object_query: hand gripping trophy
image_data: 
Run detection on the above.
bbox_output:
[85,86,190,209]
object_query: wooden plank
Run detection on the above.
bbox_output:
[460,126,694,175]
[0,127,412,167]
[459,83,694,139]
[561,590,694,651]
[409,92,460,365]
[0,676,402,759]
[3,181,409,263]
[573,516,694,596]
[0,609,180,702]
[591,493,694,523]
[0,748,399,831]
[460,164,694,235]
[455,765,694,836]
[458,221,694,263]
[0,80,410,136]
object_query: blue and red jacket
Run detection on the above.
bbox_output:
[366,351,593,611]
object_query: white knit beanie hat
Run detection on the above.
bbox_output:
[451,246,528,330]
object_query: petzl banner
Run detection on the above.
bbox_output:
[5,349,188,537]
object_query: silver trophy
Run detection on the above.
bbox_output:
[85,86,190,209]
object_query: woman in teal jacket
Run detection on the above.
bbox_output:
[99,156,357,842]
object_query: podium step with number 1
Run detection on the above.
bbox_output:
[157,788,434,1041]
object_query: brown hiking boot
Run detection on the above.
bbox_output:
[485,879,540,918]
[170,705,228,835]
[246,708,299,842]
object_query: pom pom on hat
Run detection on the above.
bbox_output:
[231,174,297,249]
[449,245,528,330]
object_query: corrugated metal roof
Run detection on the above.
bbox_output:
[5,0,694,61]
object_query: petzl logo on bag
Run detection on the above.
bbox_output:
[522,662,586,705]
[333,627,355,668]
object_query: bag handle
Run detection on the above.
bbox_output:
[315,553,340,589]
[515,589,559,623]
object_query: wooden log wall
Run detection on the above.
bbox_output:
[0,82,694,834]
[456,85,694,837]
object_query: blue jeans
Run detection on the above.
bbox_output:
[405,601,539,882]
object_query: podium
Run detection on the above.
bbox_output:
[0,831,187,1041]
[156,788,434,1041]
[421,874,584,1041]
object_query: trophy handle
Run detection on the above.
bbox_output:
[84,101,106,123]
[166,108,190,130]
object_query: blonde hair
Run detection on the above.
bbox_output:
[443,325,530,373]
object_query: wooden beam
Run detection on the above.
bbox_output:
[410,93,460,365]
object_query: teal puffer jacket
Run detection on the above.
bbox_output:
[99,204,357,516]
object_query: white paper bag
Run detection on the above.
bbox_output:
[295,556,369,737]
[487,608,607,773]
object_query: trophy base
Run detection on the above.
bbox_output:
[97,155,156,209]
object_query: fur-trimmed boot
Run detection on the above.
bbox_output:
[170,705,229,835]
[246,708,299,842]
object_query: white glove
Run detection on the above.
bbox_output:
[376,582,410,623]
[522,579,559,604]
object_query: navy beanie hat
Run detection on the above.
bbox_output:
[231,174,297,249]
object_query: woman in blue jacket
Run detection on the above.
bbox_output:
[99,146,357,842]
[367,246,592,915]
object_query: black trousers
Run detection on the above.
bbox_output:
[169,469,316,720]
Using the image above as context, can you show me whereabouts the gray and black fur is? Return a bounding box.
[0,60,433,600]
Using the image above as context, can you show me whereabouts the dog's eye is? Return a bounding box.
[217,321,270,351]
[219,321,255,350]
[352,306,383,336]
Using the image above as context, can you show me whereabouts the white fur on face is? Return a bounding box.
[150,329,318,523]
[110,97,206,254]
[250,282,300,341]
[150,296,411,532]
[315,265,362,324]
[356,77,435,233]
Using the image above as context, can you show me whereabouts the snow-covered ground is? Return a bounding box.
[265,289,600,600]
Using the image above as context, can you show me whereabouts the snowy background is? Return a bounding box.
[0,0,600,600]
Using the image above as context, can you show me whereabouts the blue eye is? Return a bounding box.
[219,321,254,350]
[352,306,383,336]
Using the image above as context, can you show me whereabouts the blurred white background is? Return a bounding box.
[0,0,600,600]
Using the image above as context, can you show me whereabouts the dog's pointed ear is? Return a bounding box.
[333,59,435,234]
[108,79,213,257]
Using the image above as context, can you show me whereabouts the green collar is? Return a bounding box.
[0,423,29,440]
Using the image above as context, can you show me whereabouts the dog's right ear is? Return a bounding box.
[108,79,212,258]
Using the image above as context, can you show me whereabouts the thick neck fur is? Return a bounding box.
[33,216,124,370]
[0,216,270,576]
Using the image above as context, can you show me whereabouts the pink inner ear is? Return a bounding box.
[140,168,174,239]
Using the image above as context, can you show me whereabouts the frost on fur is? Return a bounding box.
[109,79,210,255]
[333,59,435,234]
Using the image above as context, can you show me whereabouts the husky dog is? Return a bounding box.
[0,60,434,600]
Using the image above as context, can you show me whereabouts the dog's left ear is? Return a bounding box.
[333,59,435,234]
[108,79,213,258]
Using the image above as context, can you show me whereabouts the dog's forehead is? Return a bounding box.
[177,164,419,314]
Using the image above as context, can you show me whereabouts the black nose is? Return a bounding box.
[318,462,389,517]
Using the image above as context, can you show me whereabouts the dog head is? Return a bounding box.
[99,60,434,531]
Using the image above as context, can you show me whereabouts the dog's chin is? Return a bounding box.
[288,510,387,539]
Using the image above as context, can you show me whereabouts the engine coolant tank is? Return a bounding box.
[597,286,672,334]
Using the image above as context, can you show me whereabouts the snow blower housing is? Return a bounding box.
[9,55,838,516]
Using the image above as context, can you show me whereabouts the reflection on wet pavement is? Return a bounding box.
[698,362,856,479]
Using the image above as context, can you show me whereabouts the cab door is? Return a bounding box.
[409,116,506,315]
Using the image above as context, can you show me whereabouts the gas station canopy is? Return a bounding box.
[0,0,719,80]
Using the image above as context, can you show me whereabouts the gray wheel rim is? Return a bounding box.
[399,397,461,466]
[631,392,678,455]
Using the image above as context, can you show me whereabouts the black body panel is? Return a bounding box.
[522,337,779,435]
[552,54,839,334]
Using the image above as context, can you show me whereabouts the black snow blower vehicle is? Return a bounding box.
◇ ◇ ◇
EXERCISE GOAL: Please copy out the records above, starting from their very first line and ending with the line that contains "[5,0,694,61]", including both ends and keeping every line unchanged.

TASK RESULT:
object_query: hand gripping trophy
image_data: 
Run detection on the above.
bbox_output:
[85,86,190,209]
object_query: wooden plank
Run detection on the above.
bbox_output:
[460,126,694,175]
[0,127,412,167]
[459,83,694,139]
[561,590,694,651]
[409,92,460,365]
[0,676,402,759]
[3,181,409,263]
[573,516,694,596]
[0,609,180,702]
[591,493,694,523]
[0,748,399,831]
[460,164,694,235]
[455,765,694,836]
[458,221,694,263]
[0,80,410,136]
object_query: blue and red jacket
Run detection on the above.
bbox_output:
[366,351,593,611]
object_query: white knit beanie hat
Run detection on the above.
bbox_output:
[451,246,528,330]
object_query: petzl banner
Run detection on the above.
bbox_output:
[5,349,188,537]
object_query: silver trophy
Run detection on the above.
bbox_output:
[85,86,190,209]
object_query: woman in teal jacket
Run detection on the above.
bbox_output:
[99,156,357,842]
object_query: podium step with number 1
Run detection on the above.
bbox_output:
[157,788,434,1041]
object_query: brown hiking boot
Run detection on the above.
bbox_output:
[485,879,540,918]
[170,705,228,835]
[246,708,299,842]
object_query: pom pom on hat
Run detection on the above.
bbox_output:
[231,174,297,249]
[449,245,528,330]
object_query: corrugated metal roof
Run detection on the above.
bbox_output:
[5,0,694,61]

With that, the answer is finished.